• _PROBLEM_: Please copy each line of the records below that holds the word "blurred".

• _GIVEN DATA_:
=======

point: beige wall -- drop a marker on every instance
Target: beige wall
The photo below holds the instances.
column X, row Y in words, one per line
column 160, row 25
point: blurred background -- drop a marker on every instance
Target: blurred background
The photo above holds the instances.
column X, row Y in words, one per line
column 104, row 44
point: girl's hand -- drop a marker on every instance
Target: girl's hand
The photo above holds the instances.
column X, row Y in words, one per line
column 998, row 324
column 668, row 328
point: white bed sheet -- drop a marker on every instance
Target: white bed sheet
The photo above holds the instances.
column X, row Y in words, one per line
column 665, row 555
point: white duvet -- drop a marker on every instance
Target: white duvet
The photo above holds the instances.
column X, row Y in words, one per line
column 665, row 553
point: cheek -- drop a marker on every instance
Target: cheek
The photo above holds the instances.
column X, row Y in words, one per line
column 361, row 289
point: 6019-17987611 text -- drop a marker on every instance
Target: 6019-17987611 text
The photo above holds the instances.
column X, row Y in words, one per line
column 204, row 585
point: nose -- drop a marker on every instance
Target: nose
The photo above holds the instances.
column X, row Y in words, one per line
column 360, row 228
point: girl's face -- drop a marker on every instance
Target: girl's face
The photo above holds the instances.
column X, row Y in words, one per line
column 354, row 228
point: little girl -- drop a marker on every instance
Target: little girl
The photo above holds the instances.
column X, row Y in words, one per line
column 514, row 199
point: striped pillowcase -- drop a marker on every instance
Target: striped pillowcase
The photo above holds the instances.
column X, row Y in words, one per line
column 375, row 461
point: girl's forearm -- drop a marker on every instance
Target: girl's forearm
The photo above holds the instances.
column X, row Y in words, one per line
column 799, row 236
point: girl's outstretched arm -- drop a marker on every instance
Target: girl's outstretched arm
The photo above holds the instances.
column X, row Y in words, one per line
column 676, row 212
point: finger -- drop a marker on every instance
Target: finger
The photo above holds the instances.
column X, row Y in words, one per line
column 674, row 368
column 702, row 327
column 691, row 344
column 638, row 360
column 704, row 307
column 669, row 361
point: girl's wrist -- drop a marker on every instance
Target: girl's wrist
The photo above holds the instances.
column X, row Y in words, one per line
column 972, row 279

=======

• _RESPONSE TO THE TASK_:
point: blurred background -- drop a marker on every instance
Target: blurred background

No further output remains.